• _Task prompt_: Give back the lines below verbatim, omitting all pictures.

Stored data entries
[Start of Attachment]

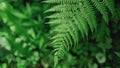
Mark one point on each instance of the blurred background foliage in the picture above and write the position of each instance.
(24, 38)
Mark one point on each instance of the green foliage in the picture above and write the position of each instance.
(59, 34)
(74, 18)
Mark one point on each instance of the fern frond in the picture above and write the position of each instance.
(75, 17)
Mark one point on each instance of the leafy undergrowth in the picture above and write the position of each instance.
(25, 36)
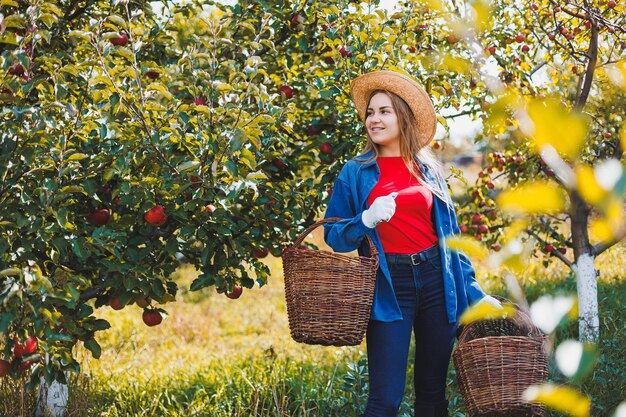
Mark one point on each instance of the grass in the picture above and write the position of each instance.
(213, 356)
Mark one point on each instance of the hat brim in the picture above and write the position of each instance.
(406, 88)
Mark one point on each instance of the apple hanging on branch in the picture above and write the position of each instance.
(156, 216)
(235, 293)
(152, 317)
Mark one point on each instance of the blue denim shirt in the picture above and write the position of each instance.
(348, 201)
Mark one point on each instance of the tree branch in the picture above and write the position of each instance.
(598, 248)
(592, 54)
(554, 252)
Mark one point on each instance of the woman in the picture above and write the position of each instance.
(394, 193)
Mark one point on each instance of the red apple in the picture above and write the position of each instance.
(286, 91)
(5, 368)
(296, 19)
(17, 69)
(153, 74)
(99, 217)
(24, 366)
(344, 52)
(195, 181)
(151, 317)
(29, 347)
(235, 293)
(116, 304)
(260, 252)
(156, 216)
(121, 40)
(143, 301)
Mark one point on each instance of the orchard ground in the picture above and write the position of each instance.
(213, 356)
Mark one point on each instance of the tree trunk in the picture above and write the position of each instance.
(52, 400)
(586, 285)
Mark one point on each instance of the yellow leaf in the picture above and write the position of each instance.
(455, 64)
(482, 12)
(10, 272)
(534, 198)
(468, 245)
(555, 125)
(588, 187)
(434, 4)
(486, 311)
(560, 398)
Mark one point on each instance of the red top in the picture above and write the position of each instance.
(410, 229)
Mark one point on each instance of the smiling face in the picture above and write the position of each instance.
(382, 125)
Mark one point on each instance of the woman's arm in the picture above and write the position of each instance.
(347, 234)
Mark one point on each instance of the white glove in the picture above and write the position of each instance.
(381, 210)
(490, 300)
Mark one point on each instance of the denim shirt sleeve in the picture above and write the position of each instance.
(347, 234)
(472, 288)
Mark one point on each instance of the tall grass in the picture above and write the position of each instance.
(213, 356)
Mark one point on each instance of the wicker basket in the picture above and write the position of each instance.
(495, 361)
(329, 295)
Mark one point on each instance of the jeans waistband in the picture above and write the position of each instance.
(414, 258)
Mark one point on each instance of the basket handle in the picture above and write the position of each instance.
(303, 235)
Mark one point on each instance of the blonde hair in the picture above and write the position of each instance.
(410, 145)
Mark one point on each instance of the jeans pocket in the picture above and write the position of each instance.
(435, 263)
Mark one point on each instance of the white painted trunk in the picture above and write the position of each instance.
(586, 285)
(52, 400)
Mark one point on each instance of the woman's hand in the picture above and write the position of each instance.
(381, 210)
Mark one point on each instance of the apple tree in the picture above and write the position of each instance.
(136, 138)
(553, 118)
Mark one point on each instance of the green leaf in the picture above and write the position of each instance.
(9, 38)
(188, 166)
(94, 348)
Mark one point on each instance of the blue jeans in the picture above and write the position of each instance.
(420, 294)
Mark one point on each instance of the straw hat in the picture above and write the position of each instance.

[End of Attachment]

• _Problem solution_:
Mark one point on each instance of the blurred background foliage in the picture above and write the position of each instance.
(24, 38)
Mark one point on each instance of the green foliage in the picture above and write the position of each instance.
(59, 34)
(74, 18)
Mark one point on each instance of the fern frond in the picture above and write the position of each instance.
(75, 17)
Mark one point on each instance of the leafy undergrowth in the picture above and write the position of each instance.
(25, 36)
Mark one point on each instance of the grass in the picture above and write the position of each instance.
(213, 356)
Mark one point on each instance of the hat brim in the picture above and write the position of each instance.
(406, 88)
Mark one point on each instance of the apple hanging on branch in the picture above and write the position of each instance.
(156, 216)
(235, 293)
(152, 317)
Mark one point on each instance of the blue denim shirt in the picture above and write the position of each instance.
(348, 201)
Mark one point on each instance of the tree branch in the picture above and write the position of each instance.
(598, 248)
(592, 54)
(554, 252)
Mark one point on each instance of the woman in the picture above and write the position of each instance.
(394, 193)
Mark one point on each instance of the red apple in the picture above and write the position of each instance.
(286, 91)
(5, 368)
(296, 19)
(17, 69)
(153, 74)
(99, 217)
(24, 366)
(344, 52)
(195, 181)
(151, 317)
(29, 347)
(235, 293)
(116, 304)
(260, 252)
(156, 216)
(121, 40)
(143, 301)
Mark one point on each instance of the orchard ground in the picture above and write the position of each instance.
(213, 356)
Mark one point on each instance of the tree trunk in the picture above and write the position of each instance.
(52, 400)
(586, 285)
Mark one point on each instance of the yellow leaf in the picture above and write the position of each instance.
(455, 64)
(482, 12)
(10, 272)
(534, 198)
(468, 245)
(555, 125)
(588, 187)
(434, 4)
(486, 311)
(560, 398)
Mark one point on each instance of the red top in the picture above and write the position of each instance.
(410, 229)
Mark one point on each instance of the smiling face in the picture above and write the position of each instance.
(382, 125)
Mark one point on each instance of the woman's arm in the picture above and write the position of each instance.
(347, 234)
Mark one point on each instance of the white glove in the picture above and write the position of each instance.
(381, 210)
(490, 300)
Mark one point on each instance of the denim shirt sleeve in the picture above and write the position of each instance.
(347, 234)
(472, 288)
Mark one point on each instance of the tall grass in the picture above and write the position of each instance.
(213, 356)
Mark one point on each instance of the wicker basket in the picture above and write the position of each instance.
(495, 361)
(329, 295)
Mark one point on each instance of the jeans waistband in the picture above and write the position of each instance.
(414, 258)
Mark one point on each instance of the basket handle in the picture above and write the position of each instance.
(303, 235)
Mark one point on each instance of the blonde hair in the picture above and write the position of each instance.
(410, 145)
Mark one point on each instance of the jeans pocket in the picture above and write the position of each instance.
(435, 263)
Mark one point on each instance of the white painted trunk in the picture above and write the position of each instance.
(586, 285)
(52, 400)
Mark one point on each instance of the woman's hand in the picture above and write the position of each instance.
(381, 210)
Mark one point on each instance of the apple tree in the picture above and write the position of each instance.
(136, 138)
(553, 118)
Mark one point on each instance of the green leaf in the picture above and write the position of each instance.
(9, 38)
(188, 166)
(94, 348)
Mark one point on each instance of the blue jeans in the picture above and write the position of each instance.
(420, 294)
Mark one point on each instance of the straw hat in the picture above and write the position of each instance.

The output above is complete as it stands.